What to work on: List every line in the entries below that contains the string "towel". Case matters, so count only matches with the same capitalization.

Records provided:
************

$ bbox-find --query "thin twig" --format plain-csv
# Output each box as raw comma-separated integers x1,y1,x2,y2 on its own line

************

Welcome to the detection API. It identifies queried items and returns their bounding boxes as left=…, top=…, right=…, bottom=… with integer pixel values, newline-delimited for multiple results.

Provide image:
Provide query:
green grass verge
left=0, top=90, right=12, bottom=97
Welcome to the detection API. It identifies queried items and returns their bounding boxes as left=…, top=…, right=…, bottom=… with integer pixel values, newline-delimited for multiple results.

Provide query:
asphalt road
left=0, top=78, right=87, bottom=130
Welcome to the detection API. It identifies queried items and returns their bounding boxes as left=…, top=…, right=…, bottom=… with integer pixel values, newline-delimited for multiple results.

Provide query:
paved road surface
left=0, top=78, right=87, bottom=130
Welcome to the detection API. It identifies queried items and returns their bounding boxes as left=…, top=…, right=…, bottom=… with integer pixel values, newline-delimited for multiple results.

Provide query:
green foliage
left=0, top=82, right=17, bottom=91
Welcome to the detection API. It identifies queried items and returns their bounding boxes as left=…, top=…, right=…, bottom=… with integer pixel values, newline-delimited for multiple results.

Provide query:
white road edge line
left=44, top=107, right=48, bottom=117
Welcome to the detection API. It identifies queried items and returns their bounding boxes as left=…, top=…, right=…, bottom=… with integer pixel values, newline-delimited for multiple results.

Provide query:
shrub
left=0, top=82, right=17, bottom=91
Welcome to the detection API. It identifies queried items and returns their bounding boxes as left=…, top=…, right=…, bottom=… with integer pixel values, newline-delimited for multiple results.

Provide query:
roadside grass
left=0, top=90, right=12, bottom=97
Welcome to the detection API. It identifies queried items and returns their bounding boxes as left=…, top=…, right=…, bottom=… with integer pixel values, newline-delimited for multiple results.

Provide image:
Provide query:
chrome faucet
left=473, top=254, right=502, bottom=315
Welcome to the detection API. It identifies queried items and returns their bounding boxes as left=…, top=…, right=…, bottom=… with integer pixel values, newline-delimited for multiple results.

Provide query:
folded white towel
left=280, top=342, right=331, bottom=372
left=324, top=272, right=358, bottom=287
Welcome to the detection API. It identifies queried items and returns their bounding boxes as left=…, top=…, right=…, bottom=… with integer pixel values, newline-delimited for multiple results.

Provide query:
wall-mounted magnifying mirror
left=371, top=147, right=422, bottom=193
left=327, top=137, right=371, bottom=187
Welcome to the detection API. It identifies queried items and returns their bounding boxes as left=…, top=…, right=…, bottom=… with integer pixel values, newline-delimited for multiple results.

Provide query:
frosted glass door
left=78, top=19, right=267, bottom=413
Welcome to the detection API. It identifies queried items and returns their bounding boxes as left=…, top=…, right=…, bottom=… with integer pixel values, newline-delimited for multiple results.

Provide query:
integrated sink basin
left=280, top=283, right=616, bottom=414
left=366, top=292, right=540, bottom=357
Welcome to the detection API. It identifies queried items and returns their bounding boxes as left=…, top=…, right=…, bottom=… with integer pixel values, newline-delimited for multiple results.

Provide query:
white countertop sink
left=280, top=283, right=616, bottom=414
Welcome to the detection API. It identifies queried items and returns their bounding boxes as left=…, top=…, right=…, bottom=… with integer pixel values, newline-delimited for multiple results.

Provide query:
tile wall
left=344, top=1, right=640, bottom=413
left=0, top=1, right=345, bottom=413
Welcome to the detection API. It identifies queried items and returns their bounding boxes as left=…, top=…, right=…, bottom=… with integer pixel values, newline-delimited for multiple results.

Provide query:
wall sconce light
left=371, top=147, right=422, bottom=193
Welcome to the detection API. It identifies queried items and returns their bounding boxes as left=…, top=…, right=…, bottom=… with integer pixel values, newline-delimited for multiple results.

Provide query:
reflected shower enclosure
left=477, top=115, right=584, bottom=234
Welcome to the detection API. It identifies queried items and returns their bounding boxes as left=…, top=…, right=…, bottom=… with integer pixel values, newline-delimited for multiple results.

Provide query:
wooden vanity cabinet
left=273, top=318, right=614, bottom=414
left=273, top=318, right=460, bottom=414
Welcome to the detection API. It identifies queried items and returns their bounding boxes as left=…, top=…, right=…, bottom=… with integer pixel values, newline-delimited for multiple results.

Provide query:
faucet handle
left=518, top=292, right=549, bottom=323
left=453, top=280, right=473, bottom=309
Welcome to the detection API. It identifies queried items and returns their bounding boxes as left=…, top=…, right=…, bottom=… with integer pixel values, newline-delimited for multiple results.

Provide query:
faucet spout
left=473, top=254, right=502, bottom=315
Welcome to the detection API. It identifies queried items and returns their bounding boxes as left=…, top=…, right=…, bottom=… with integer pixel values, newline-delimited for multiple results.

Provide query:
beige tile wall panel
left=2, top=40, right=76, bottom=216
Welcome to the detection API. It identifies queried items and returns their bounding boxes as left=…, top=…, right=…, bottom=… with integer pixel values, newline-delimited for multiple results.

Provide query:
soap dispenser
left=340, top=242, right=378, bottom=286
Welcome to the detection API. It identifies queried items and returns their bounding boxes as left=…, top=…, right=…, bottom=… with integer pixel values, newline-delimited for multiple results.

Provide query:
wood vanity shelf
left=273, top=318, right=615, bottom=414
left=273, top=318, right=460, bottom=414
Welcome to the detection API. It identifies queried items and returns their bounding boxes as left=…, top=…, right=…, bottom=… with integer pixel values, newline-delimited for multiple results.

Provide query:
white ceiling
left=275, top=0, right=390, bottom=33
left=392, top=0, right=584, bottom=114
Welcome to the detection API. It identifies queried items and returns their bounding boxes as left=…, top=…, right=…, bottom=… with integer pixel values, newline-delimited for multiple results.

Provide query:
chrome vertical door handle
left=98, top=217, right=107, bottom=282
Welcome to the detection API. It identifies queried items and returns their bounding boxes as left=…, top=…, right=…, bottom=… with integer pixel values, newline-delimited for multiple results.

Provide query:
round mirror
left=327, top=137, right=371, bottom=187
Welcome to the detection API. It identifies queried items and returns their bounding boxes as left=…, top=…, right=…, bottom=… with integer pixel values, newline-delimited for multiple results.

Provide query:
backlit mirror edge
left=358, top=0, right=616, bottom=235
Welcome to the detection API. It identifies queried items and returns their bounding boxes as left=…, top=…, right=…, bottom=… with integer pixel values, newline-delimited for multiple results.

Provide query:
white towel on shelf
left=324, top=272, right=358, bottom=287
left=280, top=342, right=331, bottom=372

************

Solution:
folded white towel
white towel on shelf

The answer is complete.